┌─ Текст страницы

Гнев, негодование и горечь, которые испытывают многие в мой адрес, я воспринимаю по-разному, в зависимости от того, от кого они исходят.

Что касается общественности, прессы и правительственных чиновников, то есть всех, кого случившееся напрямую не коснулось, - их гнев вполне естественен и понятен. Когда авторы, подобные Питеру Маасу, начинают кричать, что я убил десять человек, у меня не возникает по этому поводу почти никаких эмоций, ни чувства вины, ни стыда, ни даже смущения. Но я понимаю, почему они реагируют таким образом. Это нормальная реакция, если исходить из того, как мало им на самом деле известно.

Если же говорить о тех, кто находился "внутри" событий - людях типа Джеймса Вулси, большинства сотрудников ЦРУ и даже Оперативного директората, а также эфбеэровцев с Хапкоуэром и его компанией, то их вопли негодования для меня в буквальном смысле обидны. Я не имею в виду их искренний гнев по поводу моих поступков и предательства - он, разумеется, естественен и справедлив. Я говорю о тех представлениях, которые они разыгрывают, разглагольствуя о моей безнравственности, о пролитой мною крови невинных людей и вообще о том, как я мог оказаться на такое способен! Какое лицемерие! А чем, по их мнению, занимались Гордиевский, Огородник, Вареник и Поляков? Докажите мне, что я чем-то отличаюсь от ваших героев. Все это выламывание рук и слезы - не более чем облагороженное лицемерие, узаконенное и возведённое в ранг бюрократически корректного. Таким людям, как Халкоуэр, все оказывают помощь, средства массовой информации сделали из них "звёзд" - и все благодаря мне. Они карьеристы и приспособленцы, слепые к морально-этической стороне своего собственного поведения и мотивов.

Испытываю ли я чувство вины? Конечно. Но не их слова заставляют меня стыдиться своих поступков. Я прячу глаза, лишь стоя перед моими бывшими товарищами, коллегами и руководителями. Вы беседовали со многими из них - Жанной, Сэнди, Бертоном Гербером, Милтоном Берденом. Видя их реакцию - главным образом это происходит в моем воображении, - я ощущаю чувство бесконечного стыда и вины. Мне претит проявлять свои чувства на публике отчасти из принципа, частично потому, что я не хочу доставить такого удовольствия окружающим, и, наконец, вне всякого сомнения, из-за собственной трусости. Мне стыдно по двум причинам: во-первых, я предал отношения личного и профессионального доверия, которые между нами сложились, и, во-вторых, я предательски нарушил серьёзнейшие обязательства, связывавшие меня с доверившимися мне агентами. И в том и в другом случае я совершил предательство на личностном уровне, и этому нет оправдания. Остаётся лишь грустить по этому поводу. Предательство и доверие. Не с этого ли мы начали?

└─
┌─ Записи

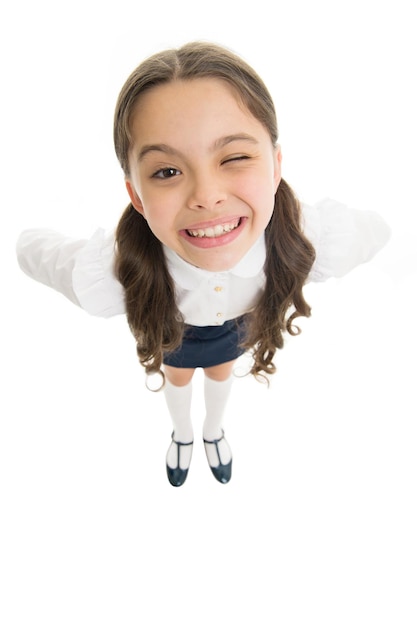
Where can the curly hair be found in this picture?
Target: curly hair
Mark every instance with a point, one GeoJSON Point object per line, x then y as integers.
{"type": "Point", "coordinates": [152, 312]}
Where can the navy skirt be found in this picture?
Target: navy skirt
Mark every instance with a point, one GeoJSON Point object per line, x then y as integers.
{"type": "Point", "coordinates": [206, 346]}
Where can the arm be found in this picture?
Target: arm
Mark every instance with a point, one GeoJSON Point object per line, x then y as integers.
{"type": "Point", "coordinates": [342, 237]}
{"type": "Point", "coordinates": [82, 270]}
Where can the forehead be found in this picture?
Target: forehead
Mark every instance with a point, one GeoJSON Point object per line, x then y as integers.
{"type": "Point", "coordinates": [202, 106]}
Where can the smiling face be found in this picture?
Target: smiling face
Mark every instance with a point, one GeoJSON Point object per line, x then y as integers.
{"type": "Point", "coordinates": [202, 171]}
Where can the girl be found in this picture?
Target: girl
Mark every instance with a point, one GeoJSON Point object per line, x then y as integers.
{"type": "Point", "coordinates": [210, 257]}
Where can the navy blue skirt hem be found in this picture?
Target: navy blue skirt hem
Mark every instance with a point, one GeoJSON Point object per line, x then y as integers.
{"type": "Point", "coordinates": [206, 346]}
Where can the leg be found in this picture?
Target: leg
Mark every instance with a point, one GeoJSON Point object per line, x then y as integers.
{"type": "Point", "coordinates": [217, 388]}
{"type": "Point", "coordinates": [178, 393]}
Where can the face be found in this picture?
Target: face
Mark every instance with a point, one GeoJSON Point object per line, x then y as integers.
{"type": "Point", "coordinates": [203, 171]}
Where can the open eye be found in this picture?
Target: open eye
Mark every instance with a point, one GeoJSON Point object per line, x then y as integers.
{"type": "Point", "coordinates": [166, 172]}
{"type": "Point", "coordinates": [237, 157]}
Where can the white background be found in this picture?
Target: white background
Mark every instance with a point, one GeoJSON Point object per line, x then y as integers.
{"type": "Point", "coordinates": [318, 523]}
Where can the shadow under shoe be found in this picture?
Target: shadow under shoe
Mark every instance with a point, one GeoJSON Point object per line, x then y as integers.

└─
┌─ Записи

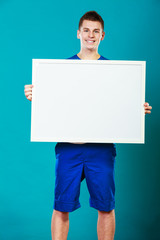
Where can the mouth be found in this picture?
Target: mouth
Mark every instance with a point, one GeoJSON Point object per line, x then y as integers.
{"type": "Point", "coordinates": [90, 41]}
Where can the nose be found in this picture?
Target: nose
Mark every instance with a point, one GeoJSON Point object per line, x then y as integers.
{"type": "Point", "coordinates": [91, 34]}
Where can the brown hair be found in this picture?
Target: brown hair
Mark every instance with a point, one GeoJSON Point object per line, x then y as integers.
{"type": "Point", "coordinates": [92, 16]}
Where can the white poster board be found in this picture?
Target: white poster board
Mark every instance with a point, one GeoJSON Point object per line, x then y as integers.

└─

[Короткая задача 1]: Назовите всех бывших товарищей, коллег и руководителей, с которыми, согласно тексту страницы, беседовал собеседник рассказчика.
[Короткая задача 2]: Отфильтруйте записи и выпишите каждую строку, в которой встречается слово «smiling».
Текст страницы и записи никак не связаны друг с другом.

[Ответ 1]: Жанна, Сэнди, Бертон Гербер, Милтон Берден.

[Ответ 2]:
Where can the smiling face be found in this picture?
Target: smiling face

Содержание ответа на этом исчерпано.